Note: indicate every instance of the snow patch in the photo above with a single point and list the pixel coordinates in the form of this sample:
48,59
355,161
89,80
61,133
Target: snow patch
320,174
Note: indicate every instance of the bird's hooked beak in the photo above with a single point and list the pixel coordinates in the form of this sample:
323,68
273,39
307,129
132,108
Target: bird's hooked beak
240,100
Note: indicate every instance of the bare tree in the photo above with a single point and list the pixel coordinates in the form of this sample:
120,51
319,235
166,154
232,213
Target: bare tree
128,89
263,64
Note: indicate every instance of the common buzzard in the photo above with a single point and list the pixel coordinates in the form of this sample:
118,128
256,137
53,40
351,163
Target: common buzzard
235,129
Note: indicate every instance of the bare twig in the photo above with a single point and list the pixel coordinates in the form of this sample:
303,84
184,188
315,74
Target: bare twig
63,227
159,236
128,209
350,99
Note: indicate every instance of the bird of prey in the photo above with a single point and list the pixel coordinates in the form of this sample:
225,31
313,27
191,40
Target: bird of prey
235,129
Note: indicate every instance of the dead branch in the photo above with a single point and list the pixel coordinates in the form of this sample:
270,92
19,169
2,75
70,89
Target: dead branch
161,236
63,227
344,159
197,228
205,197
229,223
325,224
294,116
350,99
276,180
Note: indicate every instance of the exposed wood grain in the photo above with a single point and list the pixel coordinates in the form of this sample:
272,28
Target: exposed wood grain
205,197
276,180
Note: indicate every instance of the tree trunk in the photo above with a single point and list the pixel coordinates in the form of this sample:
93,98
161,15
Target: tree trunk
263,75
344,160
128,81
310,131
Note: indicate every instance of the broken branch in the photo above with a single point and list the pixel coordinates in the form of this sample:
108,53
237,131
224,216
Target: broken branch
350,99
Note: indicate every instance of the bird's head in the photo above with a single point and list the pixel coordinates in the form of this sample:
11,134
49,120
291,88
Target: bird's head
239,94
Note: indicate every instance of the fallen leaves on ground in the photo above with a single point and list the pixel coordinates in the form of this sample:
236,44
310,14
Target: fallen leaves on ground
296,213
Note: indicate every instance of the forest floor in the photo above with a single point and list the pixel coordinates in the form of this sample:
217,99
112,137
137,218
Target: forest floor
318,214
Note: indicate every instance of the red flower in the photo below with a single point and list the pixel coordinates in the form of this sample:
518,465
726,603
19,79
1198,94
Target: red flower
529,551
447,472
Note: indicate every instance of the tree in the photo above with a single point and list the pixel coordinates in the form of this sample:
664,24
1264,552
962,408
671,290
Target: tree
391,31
________________________________________
What is asked: Could you put every line of all the entries above into a JSON list of strings, one string per line, with blank lines left out?

Final result:
[
  "Note: indicate every instance of the snow patch in the photo above with a single point and list the pixel coordinates in the form of this sample:",
  "48,59",
  "355,161",
  "89,80",
  "61,133",
  "Target: snow patch",
  "320,174",
  "Note: indicate every instance of the bird's hooked beak in the photo above with a single point and list the pixel coordinates in the form of this sample:",
  "323,68",
  "273,39",
  "307,129",
  "132,108",
  "Target: bird's hooked beak",
  "240,100",
  "Note: indicate every instance of the bare tree in the photo above with a single point and list the pixel coordinates in the form of this sample:",
  "120,51",
  "319,235",
  "166,154",
  "232,213",
  "Target: bare tree",
  "128,89",
  "263,64",
  "Note: indicate every instance of the common buzzard in the photo above with a single point and list the pixel coordinates in the form of this sample:",
  "118,128",
  "256,137",
  "53,40",
  "351,163",
  "Target: common buzzard",
  "235,129",
  "Note: indicate every instance of the bare twig in the photo above with a single point and list the pixel coordinates in the form of this sample:",
  "303,84",
  "184,188",
  "315,74",
  "Target: bare twig",
  "63,227",
  "159,236",
  "128,209",
  "350,99",
  "Note: indicate every instance of the bird of prey in the photo above with a single point and list the pixel coordinates in the form of this sample:",
  "225,31",
  "313,27",
  "191,40",
  "Target: bird of prey",
  "235,129",
  "Note: indicate every instance of the dead branch in the photo above with a single point and list the pixel coordinates in the form of this sample:",
  "270,92",
  "19,169",
  "2,75",
  "70,89",
  "Target: dead branch",
  "161,236",
  "63,227",
  "344,159",
  "197,228",
  "205,197",
  "229,223",
  "325,224",
  "294,116",
  "350,99",
  "276,180",
  "Note: indicate every instance of the exposed wood grain in the photo above with a single point and list the pixel coordinates in the form of this sample:",
  "272,28",
  "Target: exposed wood grain",
  "205,197",
  "276,180",
  "Note: indicate every instance of the tree trunk in the photo above with a single point and list the pixel coordinates in the form of this sample:",
  "93,98",
  "161,15",
  "Target: tree trunk",
  "263,75",
  "344,160",
  "128,81",
  "310,131",
  "Note: indicate every instance of the broken branch in the photo above with a single point and list the pixel coordinates in the form of this sample:",
  "108,53",
  "237,131",
  "224,216",
  "Target: broken branch",
  "350,99",
  "Note: indicate every instance of the bird's head in the photo above with a single point and list the pixel coordinates in the form of this sample:",
  "11,134",
  "49,120",
  "291,88",
  "Target: bird's head",
  "239,94",
  "Note: indicate every instance of the fallen leaves on ground in the photo above with a single point and list the pixel coordinates in the form of this sample:",
  "236,44",
  "310,14",
  "Target: fallen leaves on ground",
  "296,213",
  "Note: indicate every instance of the forest floor in the photo above with a single point and list the pixel coordinates in the form of this sample:",
  "217,99",
  "112,137",
  "137,218",
  "Target: forest floor",
  "318,214",
  "Note: indicate every instance of the red flower in the photo below with a single point and list the pixel coordinates in the form of this sample:",
  "518,465",
  "726,603",
  "19,79",
  "1198,94",
  "Target: red flower",
  "529,551",
  "447,472",
  "Note: indicate every instance of the tree in the photo above with a single point and list the pixel coordinates in the form of this sample:",
  "664,24",
  "1264,552",
  "962,408",
  "671,290",
  "Target: tree",
  "391,31"
]